**THE REQUEST:**
Without the images, output each record below as it stands.

(Data entries)
<<<<
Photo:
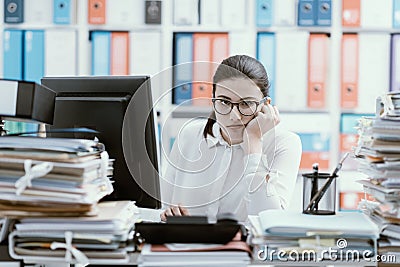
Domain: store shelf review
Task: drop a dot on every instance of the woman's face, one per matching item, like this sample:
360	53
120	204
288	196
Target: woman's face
235	90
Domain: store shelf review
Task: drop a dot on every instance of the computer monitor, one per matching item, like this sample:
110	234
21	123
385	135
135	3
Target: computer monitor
120	109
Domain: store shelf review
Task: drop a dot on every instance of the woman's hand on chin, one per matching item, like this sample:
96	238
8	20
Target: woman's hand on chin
264	120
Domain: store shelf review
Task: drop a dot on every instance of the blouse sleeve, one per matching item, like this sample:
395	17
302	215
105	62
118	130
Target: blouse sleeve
281	162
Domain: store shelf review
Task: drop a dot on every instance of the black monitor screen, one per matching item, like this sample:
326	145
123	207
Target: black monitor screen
120	109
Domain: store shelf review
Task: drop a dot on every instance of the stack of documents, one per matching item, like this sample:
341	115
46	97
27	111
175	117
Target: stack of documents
279	235
52	176
233	254
101	239
378	152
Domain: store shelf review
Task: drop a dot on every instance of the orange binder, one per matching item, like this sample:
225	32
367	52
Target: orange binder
349	71
119	53
202	79
308	158
97	11
351	13
317	70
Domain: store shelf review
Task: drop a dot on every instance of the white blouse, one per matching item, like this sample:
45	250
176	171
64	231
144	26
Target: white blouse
209	176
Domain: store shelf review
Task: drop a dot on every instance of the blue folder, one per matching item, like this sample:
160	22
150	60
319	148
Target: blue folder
266	55
101	56
264	13
306	15
62	11
34	55
314	142
33	64
324	13
183	74
13	11
12	54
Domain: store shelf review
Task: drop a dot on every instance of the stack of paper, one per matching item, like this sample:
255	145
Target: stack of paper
279	235
102	239
378	151
233	254
52	176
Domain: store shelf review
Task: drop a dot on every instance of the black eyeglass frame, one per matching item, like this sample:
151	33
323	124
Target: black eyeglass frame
265	99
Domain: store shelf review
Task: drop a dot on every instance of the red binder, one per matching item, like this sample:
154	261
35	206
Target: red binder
202	79
120	53
349	71
351	13
317	70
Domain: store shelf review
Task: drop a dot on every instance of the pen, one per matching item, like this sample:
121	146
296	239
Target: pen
315	200
314	188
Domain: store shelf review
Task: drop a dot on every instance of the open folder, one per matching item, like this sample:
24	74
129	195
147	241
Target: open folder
289	223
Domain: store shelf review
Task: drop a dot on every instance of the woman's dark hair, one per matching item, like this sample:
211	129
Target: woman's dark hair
238	66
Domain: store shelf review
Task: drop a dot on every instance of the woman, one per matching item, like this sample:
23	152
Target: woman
239	161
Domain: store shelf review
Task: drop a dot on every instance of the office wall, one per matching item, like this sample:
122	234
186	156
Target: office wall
327	60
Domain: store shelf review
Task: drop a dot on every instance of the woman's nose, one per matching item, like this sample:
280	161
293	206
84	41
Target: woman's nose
235	114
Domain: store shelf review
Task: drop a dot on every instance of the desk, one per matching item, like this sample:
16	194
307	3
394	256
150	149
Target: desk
6	261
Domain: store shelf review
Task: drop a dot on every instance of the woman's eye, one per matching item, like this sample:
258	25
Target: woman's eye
225	102
245	104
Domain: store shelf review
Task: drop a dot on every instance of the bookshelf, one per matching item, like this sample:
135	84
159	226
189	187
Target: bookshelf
238	19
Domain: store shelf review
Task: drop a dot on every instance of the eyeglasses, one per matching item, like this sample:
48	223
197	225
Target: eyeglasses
245	107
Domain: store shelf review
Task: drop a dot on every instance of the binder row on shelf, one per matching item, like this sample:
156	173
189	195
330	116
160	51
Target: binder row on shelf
193	81
99	12
284	54
378	151
268	13
124	53
37	12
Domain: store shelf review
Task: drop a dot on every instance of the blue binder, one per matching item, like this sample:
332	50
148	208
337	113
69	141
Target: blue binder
314	142
101	56
266	55
62	11
13	11
34	55
264	12
349	121
324	13
396	14
12	66
183	74
33	64
12	54
306	15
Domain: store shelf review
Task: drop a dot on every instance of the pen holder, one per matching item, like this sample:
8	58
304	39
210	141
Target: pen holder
312	183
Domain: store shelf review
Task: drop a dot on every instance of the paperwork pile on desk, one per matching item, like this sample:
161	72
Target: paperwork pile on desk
101	239
233	254
52	187
52	176
378	151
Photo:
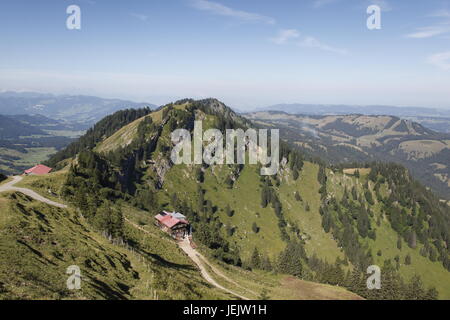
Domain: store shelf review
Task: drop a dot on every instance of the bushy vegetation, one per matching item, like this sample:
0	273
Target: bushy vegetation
138	173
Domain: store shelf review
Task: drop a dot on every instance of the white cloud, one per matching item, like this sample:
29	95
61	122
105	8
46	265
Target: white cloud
428	32
311	42
141	17
320	3
441	14
440	60
285	35
433	30
219	9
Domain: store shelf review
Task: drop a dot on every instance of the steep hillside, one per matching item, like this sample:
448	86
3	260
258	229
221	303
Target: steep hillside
350	138
292	223
40	242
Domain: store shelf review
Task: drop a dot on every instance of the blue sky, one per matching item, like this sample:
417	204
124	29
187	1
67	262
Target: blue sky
248	53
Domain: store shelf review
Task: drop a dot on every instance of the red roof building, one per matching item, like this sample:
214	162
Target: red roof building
173	224
39	169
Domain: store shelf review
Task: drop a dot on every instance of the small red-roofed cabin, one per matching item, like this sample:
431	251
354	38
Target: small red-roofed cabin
174	224
38	170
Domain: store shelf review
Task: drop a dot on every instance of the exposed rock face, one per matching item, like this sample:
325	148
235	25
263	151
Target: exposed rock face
161	167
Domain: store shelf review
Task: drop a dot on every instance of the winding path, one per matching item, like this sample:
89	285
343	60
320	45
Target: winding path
193	254
9	186
200	261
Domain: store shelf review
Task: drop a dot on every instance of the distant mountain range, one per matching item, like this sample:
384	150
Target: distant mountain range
432	118
348	138
84	111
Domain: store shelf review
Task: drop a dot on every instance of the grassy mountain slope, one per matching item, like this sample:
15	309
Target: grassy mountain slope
348	138
235	211
39	242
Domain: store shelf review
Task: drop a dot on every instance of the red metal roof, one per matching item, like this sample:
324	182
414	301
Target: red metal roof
39	169
169	221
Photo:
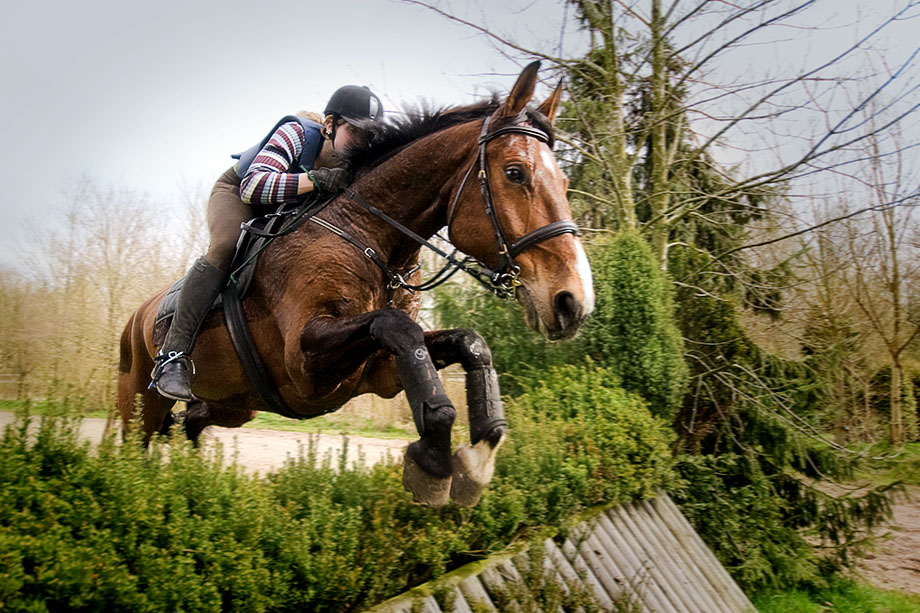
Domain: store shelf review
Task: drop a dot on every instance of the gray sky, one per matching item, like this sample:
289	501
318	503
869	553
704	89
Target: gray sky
155	96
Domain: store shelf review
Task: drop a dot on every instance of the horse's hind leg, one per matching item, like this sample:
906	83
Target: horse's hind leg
473	465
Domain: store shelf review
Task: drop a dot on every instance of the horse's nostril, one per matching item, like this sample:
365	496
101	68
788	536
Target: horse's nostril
568	311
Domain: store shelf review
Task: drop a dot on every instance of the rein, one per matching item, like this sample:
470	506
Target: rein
501	282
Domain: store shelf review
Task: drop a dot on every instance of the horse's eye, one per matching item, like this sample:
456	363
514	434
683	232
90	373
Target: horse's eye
514	174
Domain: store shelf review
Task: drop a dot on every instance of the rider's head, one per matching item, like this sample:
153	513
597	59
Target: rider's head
352	111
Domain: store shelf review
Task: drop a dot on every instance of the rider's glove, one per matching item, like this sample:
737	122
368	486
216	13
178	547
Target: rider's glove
330	180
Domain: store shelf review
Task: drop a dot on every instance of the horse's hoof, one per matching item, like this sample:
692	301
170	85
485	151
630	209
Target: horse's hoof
427	490
472	469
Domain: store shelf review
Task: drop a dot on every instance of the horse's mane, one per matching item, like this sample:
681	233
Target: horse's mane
416	122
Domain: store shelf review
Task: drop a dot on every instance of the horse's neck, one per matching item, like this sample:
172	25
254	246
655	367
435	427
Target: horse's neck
413	186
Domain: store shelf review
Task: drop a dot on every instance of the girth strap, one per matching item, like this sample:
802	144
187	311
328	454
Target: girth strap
249	357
>>>>
**SOLUTION FOR THIS TASK:**
Photo:
Domain: store shelf review
Task: drop a dot on every instance of the woman's face, one per matching item, like this sample:
360	53
120	204
288	196
Target: woman's face
235	90
Domain: store shelf review
Task: drop a dot on every instance of the computer monitor, one per matching item, like this sample:
110	234
21	123
385	135
135	3
Target: computer monitor
120	109
Domain: store shelf review
Task: drop a dot on every instance of the woman's hand on chin, one per matching item, like this sample:
96	238
8	20
Target: woman's hand on chin
264	120
Domain: store shelf review
Task: drop a dot on every instance of the blouse sleeve, one per matching item, like this sample:
395	17
302	215
105	62
118	130
Target: blouse sleeve
281	162
Domain: store shelf review
Task: drop a dot on every instance of the black monitor screen, one per matching item, like this sample:
326	145
123	207
Target: black monitor screen
120	109
Domain: store shelf review
Task: drop a dot on every instance of the stack of documents, one per matching item, like this sample:
341	115
46	97
27	111
175	117
Target: stack of documents
279	235
52	176
233	254
101	239
378	152
Domain: store shelf review
Task: drop a dot on every instance of the orange binder, one per matching item, like this sample:
225	32
367	52
Target: orange binder
349	71
119	53
202	79
308	158
97	11
351	13
317	70
Domain: store shelf review
Task: drop a dot on every instance of the white blouse, one per matching item, like this sample:
45	250
176	171
64	231
144	26
Target: white blouse
209	176
Domain: store shelf review
Task: drop a dot on every instance of the blue folder, one per matching item, like this sample:
160	22
150	60
319	148
Target: blue folder
266	55
101	56
264	13
306	15
62	11
34	55
314	142
33	64
324	13
183	74
13	11
12	54
Domain: store shelf review
Task: drop a dot on every instance of the stack of paper, one per matching item, like this sample:
255	145
Target: stack of paper
279	235
102	239
378	151
233	254
52	176
Domain: store shelf review
Task: drop a dot on every instance of the black eyeglass frame, one per matching item, like this sample:
151	33
323	124
Target: black eyeglass frame
265	99
Domain: store shelf review
Task: drop a dot on every instance of the red binder, one per matching item, like this sample:
154	261
35	206
Target: red binder
202	79
120	53
349	71
351	13
317	70
Domain: store shelf review
Task: drop a dot on every instance of the pen, one per matching item, like this sample:
121	146
296	239
Target: pen
315	200
314	188
Domain: store shelf review
Task: drop a dot on every instance of the open folder, one per matching item, like this sample:
24	74
129	195
147	241
Target: open folder
289	223
Domain: store shelf review
Task: drop a dot on every instance of the woman's dark hair, one per matching item, like this sample:
211	129
Target: woman's dark hair
238	66
Domain: store shelf review
Task: drop a dot on every instance of the woman, one per matching item, like this sample:
23	152
Target: woman
239	161
Domain: store shelf review
Task: drop a dot on every instance of the office wall, one per matching item, like this sample:
122	234
186	156
Target: office wall
327	60
Domain: store shelf review
Task: drop a dot on every instance of the woman's nose, one per matching item, like this sample:
280	161
293	206
84	41
Target: woman's nose
235	114
Domain: store shelf review
Task: drop a dot on every instance of the desk, one per matching item, like this sample:
16	194
307	3
394	256
150	149
Target: desk
6	261
Domain: store shelf review
Task: drop a dot on every instance of the woman's eye, one per matching item, like this sample:
258	25
Target: woman's eye
225	102
245	104
Domain: store shelf review
Task: drop a dot on every instance of the bookshelf, one per matching item, like this sample:
135	84
159	226
189	187
Target: bookshelf
238	19
Domain: store shelf review
Task: drop a dot on every instance of the eyeglasses, one per matching item, like this sample:
48	223
197	225
Target: eyeglasses
245	107
Domain: store shelf review
Task: drop a dot on every instance of the binder row on shelf, one per matching item, like this sample:
156	173
189	195
330	116
160	51
Target: binder row on shelf
193	81
99	12
284	54
378	151
268	13
124	53
37	12
Domain: store shelf review
Task: drop a dot on every instance of the blue binder, one per matching item, like this sample:
332	50
148	208
337	113
69	141
Target: blue binder
314	142
101	56
266	55
62	11
13	11
34	55
264	12
349	121
324	13
396	14
12	66
183	74
33	64
12	54
306	15
Domain: store shelf review
Task: drop a dot on every instance of the pen holder, one per matching item, like this sample:
8	58
304	39
210	141
Target: pen holder
312	183
Domain: store shelf review
Task: drop a dot on every instance of the paperwork pile on desk, one per matching item, like this sample:
161	72
Target: paperwork pile on desk
101	239
233	254
52	187
52	176
378	151
Photo:
Domain: store shelf review
Task: drop a dot on every instance of the bushy vegetation, one per matching item, like this sample:
0	273
Target: bushy vegetation
138	173
Domain: store shelf review
Task: drop a dot on every instance of the white cloud, one per matching item, like this sample:
29	95
61	122
105	8
46	265
Target: white cloud
428	32
311	42
141	17
320	3
441	14
440	60
285	35
433	30
219	9
Domain: store shelf review
Task: drop a dot on every instance of the steep hillside, one per matching item, like this sample:
448	86
3	260
258	229
221	303
Target: steep hillside
350	138
292	223
40	242
Domain: store shelf review
Task: drop a dot on every instance of the blue sky, one per matching item, like this sample:
417	204
124	29
187	1
67	262
Target: blue sky
248	53
Domain: store shelf review
Task: drop a dot on every instance of the red roof building, one per matching item, like this sample:
214	162
Target: red roof building
173	224
39	169
Domain: store shelf review
Task: drop a dot on every instance of the small red-roofed cabin, one per matching item, like this sample:
431	251
354	38
Target: small red-roofed cabin
174	224
38	170
Domain: store shelf review
Task: drop a dot on every instance of the exposed rock face, one per matching item, like this sample:
325	148
235	25
263	151
Target: exposed rock face
161	167
Domain: store shelf review
Task: drop a dot on every instance of the winding path, one per matching item, like this sample:
89	285
343	60
320	45
Target: winding path
193	254
9	186
200	261
Domain: store shelf review
Task: drop a dot on every instance of the distant mountain range, one per matching item, like this sample:
384	150
Target: distant mountain range
432	118
348	138
84	111
Domain: store shelf review
Task: drop a dot on every instance of the grassy mountain slope, one per matching item, like this sample:
15	309
Target: grassy mountain slope
348	138
235	211
39	242
Domain: store shelf review
Task: drop a dot on every instance of the red metal roof, one per matching item, like this sample:
324	182
414	301
Target: red metal roof
39	169
169	221
Photo:
Domain: store shelf review
Task: drop a dot on every instance of the gray sky, one per matching item, like this sample:
289	501
318	503
869	553
704	89
Target: gray sky
155	96
Domain: store shelf review
Task: drop a dot on every instance of the horse's hind leg, one per matching item, like this sample:
906	83
Target: horse's hind leg
473	465
Domain: store shelf review
Task: drop a dot on every instance of the horse's nostril, one per matching item, like this sample:
365	496
101	68
788	536
Target: horse's nostril
568	311
Domain: store shelf review
Task: drop a dot on every instance of the rein, one per matching item, like this sample:
470	506
Target: rein
501	282
Domain: store shelf review
Task: drop a dot on every instance of the horse's eye, one per matching item, like this sample:
456	363
514	434
683	232
90	373
Target: horse's eye
514	174
Domain: store shelf review
Task: drop a dot on every instance of the rider's head, one per matching item, like this sample:
153	513
597	59
Target: rider's head
352	111
Domain: store shelf review
Task: drop a dot on every instance of the rider's glove, one per matching item, like this sample:
737	122
368	486
216	13
178	547
Target: rider's glove
330	180
Domain: store shelf review
Task: drop a dot on every instance of the horse's hoof, one per matching item, like this sample:
692	301
170	85
485	151
630	209
Target: horse's hoof
427	490
472	469
Domain: store shelf review
Task: drop a dot on every instance of the horse's mane, one per matching item, like this sample:
681	233
Target: horse's mane
416	122
Domain: store shelf review
Task: drop a dot on every instance of the horse's neck, one per matching item, like this sample:
172	25
254	246
655	367
435	427
Target: horse's neck
413	186
Domain: store shelf review
Task: drop a dot on every instance of the girth strap, one per matching item, like this sample:
802	144
187	311
328	454
Target: girth strap
249	357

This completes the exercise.